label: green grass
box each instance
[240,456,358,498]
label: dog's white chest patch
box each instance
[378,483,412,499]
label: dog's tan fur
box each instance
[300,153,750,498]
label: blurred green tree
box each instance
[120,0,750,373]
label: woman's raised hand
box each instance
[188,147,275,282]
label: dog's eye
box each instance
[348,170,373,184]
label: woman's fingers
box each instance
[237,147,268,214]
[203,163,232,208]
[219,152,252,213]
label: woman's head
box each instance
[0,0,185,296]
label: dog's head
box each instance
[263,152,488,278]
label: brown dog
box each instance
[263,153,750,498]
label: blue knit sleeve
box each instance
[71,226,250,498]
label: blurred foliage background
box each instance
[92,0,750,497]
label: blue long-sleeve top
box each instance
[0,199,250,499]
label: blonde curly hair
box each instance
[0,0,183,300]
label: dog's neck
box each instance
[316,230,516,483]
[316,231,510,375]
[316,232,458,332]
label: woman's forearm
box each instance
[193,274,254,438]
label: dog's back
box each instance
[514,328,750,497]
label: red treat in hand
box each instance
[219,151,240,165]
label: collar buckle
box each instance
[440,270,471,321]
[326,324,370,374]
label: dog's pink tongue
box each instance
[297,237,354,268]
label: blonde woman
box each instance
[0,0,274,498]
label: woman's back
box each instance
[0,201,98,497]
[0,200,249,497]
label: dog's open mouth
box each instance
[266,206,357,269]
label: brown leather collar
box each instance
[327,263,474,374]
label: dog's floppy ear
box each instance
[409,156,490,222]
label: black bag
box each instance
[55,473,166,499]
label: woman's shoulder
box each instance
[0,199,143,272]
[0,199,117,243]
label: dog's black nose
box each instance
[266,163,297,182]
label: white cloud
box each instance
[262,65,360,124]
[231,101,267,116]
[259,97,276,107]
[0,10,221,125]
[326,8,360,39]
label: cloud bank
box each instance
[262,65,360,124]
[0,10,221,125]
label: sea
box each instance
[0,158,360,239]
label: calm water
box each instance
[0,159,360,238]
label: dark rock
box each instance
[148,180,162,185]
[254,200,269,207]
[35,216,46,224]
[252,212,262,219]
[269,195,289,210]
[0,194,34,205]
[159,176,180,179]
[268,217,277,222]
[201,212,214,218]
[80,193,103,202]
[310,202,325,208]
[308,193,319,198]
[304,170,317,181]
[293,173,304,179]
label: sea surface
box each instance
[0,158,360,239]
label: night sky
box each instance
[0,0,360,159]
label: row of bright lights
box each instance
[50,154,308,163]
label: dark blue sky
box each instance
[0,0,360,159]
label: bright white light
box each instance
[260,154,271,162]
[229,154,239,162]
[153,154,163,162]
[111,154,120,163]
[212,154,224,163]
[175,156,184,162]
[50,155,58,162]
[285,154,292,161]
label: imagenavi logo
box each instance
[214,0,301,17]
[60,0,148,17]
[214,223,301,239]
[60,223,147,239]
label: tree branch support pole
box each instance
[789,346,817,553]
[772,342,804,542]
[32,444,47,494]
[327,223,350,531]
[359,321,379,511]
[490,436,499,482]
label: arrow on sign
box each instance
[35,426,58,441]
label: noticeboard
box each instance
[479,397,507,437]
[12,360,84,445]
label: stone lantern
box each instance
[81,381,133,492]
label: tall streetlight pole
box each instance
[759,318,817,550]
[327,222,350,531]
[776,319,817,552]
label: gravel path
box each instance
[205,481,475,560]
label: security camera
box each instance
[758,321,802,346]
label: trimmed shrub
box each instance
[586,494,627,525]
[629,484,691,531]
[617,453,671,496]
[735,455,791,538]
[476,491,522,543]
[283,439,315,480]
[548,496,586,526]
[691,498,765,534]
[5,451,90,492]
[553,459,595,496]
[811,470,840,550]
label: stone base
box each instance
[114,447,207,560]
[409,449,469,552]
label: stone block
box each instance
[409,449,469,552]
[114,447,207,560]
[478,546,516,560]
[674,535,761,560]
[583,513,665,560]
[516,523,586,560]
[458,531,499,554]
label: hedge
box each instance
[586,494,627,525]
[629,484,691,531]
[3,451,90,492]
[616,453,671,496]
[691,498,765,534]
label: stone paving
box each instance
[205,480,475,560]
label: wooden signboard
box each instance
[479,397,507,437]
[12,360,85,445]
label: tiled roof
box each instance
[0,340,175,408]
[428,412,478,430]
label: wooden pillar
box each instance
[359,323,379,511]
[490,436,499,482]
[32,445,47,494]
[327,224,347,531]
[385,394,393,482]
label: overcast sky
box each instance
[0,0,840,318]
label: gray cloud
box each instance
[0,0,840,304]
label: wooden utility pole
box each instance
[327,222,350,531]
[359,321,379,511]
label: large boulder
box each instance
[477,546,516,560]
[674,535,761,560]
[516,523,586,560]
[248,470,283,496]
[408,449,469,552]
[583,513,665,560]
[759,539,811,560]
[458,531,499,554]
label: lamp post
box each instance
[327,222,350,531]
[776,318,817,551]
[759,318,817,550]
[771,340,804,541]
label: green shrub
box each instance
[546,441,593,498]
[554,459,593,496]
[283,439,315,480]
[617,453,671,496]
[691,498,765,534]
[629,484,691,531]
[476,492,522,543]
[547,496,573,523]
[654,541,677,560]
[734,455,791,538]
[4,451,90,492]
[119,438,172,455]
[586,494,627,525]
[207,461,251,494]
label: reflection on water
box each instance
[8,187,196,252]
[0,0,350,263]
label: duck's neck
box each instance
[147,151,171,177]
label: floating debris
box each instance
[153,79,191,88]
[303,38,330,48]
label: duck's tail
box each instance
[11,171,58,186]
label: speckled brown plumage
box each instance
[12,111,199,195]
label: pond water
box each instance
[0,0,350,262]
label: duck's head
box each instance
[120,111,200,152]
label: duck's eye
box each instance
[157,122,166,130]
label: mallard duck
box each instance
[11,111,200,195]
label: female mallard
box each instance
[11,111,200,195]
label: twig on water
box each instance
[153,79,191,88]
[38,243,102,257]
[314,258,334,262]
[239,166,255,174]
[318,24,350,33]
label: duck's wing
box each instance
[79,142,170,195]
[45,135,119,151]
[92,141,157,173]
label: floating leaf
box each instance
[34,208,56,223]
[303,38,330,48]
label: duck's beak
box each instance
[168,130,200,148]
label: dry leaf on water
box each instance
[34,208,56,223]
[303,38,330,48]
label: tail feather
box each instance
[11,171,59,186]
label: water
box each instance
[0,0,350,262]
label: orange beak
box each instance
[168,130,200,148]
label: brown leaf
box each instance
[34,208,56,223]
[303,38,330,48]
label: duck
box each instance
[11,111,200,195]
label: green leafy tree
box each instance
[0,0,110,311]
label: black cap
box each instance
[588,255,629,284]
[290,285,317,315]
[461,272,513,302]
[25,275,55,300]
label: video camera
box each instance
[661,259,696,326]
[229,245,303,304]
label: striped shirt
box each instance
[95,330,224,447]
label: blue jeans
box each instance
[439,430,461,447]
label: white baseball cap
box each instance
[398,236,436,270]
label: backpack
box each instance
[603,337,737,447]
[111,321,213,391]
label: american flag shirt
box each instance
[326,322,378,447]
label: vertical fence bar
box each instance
■ ■ ■
• _Task to complete_
Copy out all of the lines above with no changes.

• _Complete output_
label: green grass
box each instance
[240,456,358,498]
label: dog's white chest patch
box each instance
[378,483,412,499]
label: dog's tan fur
box each instance
[300,153,750,498]
label: blurred green tree
box each instance
[120,0,750,373]
label: woman's raised hand
box each instance
[188,147,275,282]
label: dog's eye
box each instance
[348,170,373,184]
label: woman's fingers
box each instance
[237,147,268,214]
[203,163,232,208]
[219,152,252,213]
label: woman's head
box each instance
[0,0,185,296]
label: dog's head
box each instance
[263,152,488,278]
label: brown dog
box each instance
[263,153,750,498]
label: blue knit sleeve
box each instance
[71,226,250,498]
label: blurred foliage background
box each instance
[92,0,750,497]
label: blue long-sleeve top
box each instance
[0,199,250,499]
label: blonde curly hair
box each instance
[0,0,183,300]
label: dog's neck
box each instance
[316,230,516,483]
[316,231,510,375]
[316,232,458,332]
label: woman's forearm
box each instance
[193,274,254,438]
label: dog's back
box each instance
[514,328,750,497]
label: red treat in hand
box each instance
[219,151,240,165]
label: collar buckle
box each instance
[440,270,471,321]
[326,324,370,374]
label: dog's pink tongue
box each instance
[297,237,354,268]
label: blonde woman
box each instance
[0,0,274,498]
label: woman's back
box each instance
[0,201,98,497]
[0,200,249,497]
label: dog's open mouth
box each instance
[266,206,357,269]
label: brown leather collar
box each instance
[327,263,474,374]
label: dog's floppy ear
box each instance
[409,156,490,222]
label: black bag
box each instance
[55,473,166,499]
label: woman's shoulder
box each instance
[0,199,143,272]
[0,199,117,243]
label: dog's black nose
box each instance
[266,163,297,182]
label: white cloud
box each instance
[262,65,360,124]
[231,101,267,116]
[259,97,276,107]
[0,10,221,125]
[326,8,360,39]
label: cloud bank
box each instance
[262,65,360,124]
[0,10,221,125]
label: sea
box each instance
[0,158,360,239]
label: calm water
box each instance
[0,159,360,238]
label: dark rock
box each instance
[148,180,162,185]
[254,200,269,207]
[35,216,46,224]
[252,212,262,219]
[269,195,289,210]
[0,194,34,205]
[159,176,180,179]
[268,217,277,222]
[201,212,214,218]
[80,193,103,202]
[310,202,325,208]
[308,193,319,198]
[304,170,317,181]
[293,173,304,179]
label: sea surface
box each instance
[0,158,360,239]
label: night sky
box each instance
[0,0,360,159]
label: row of bright lights
box each instance
[50,154,308,163]
label: dark blue sky
box each instance
[0,0,360,159]
label: bright white light
box each instance
[260,154,271,162]
[229,154,239,162]
[153,154,163,162]
[111,154,120,163]
[212,154,224,163]
[175,156,184,162]
[50,155,58,162]
[285,154,292,161]
label: imagenavi logo
box each instance
[214,0,301,17]
[60,0,148,17]
[214,223,301,239]
[60,223,147,239]
label: tree branch support pole
box each instance
[789,346,817,553]
[772,342,804,542]
[32,444,47,494]
[327,223,350,531]
[359,321,379,511]
[490,436,499,482]
label: arrow on sign
box each instance
[35,426,58,441]
label: noticeboard
box each instance
[479,397,507,437]
[12,360,84,445]
label: stone lantern
box each instance
[81,381,133,492]
label: tall streetlight pole
box each instance
[759,318,817,550]
[327,222,350,531]
[776,319,817,552]
label: gravel path
box each instance
[205,481,475,560]
label: security camera
box each instance
[758,321,802,346]
label: trimmed shrub
box each instance
[586,494,627,525]
[629,484,691,531]
[617,453,671,496]
[735,455,791,538]
[476,491,522,543]
[283,439,315,480]
[548,496,586,526]
[691,498,765,534]
[5,451,90,492]
[553,459,595,496]
[811,470,840,550]
label: stone base
box each instance
[114,447,207,560]
[409,449,469,552]
label: stone block
box each instance
[409,449,469,552]
[114,447,207,560]
[478,546,516,560]
[674,535,761,560]
[583,513,665,560]
[516,523,586,560]
[458,531,499,554]
label: hedge
box each instance
[586,494,627,525]
[629,484,691,531]
[3,451,90,492]
[616,453,671,496]
[691,498,765,534]
label: stone paving
box each instance
[205,480,475,560]
label: wooden signboard
box each instance
[479,397,507,437]
[12,360,85,445]
label: tiled roof
box each instance
[0,340,175,408]
[428,412,478,430]
label: wooden pillar
box each instance
[359,323,379,511]
[490,436,499,482]
[32,445,47,494]
[327,224,347,531]
[385,394,393,482]
label: overcast sky
box each instance
[0,0,840,318]
label: gray cloud
box each instance
[0,0,840,304]
label: wooden utility pole
box each instance
[327,222,350,531]
[359,321,379,511]
label: large boulder
box each instance
[477,546,516,560]
[674,535,761,560]
[516,523,586,560]
[248,470,283,496]
[408,449,469,552]
[583,513,665,560]
[759,539,811,560]
[458,531,499,554]
label: lamp post
box each instance
[327,222,350,531]
[776,318,817,551]
[759,318,817,550]
[771,340,804,541]
label: green shrub
box each instance
[546,441,593,498]
[554,459,593,496]
[283,439,315,480]
[617,453,671,496]
[691,498,765,534]
[629,484,691,531]
[476,492,522,543]
[547,496,573,523]
[654,541,677,560]
[734,455,791,538]
[4,451,90,492]
[119,438,172,455]
[586,494,627,525]
[207,461,251,494]
label: reflection on water
box each instance
[8,187,196,252]
[0,0,350,263]
label: duck's neck
box each instance
[147,151,171,177]
label: floating debris
box each instance
[153,79,191,88]
[303,38,330,48]
label: duck's tail
box each instance
[11,171,58,186]
label: speckled brown plumage
box each instance
[12,111,199,195]
label: pond water
box each instance
[0,0,350,262]
label: duck's head
box each instance
[120,111,200,152]
label: duck's eye
box each instance
[157,122,166,130]
label: mallard duck
box each instance
[11,111,200,195]
label: female mallard
box each instance
[11,111,200,195]
label: twig on water
box each instance
[153,79,191,88]
[38,243,102,257]
[314,258,334,262]
[239,166,255,174]
[318,24,350,33]
label: duck's wing
box each instance
[79,142,170,195]
[45,135,119,151]
[92,141,157,173]
label: floating leaf
box each instance
[34,208,56,223]
[303,38,330,48]
label: duck's beak
box each instance
[168,130,200,148]
label: dry leaf on water
box each instance
[34,208,56,223]
[303,38,330,48]
label: tail feather
box each instance
[11,171,59,186]
label: water
box each instance
[0,0,350,262]
label: orange beak
box each instance
[168,130,200,148]
label: brown leaf
box each instance
[34,208,56,223]
[303,38,330,48]
label: duck
box each instance
[11,111,200,195]
label: green leafy tree
box each instance
[0,0,110,311]
label: black cap
box each instance
[588,255,629,284]
[290,285,317,315]
[461,272,513,302]
[25,275,55,300]
label: video camera
box each instance
[661,259,696,326]
[229,245,303,304]
label: striped shirt
box each instance
[95,330,224,447]
label: blue jeans
box each instance
[439,430,461,447]
label: white baseball cap
box each instance
[398,236,436,270]
label: backpack
box each instance
[603,337,737,447]
[111,321,213,391]
label: american flag shirt
box each instance
[326,322,378,447]
label: vertical fence bar
box each instance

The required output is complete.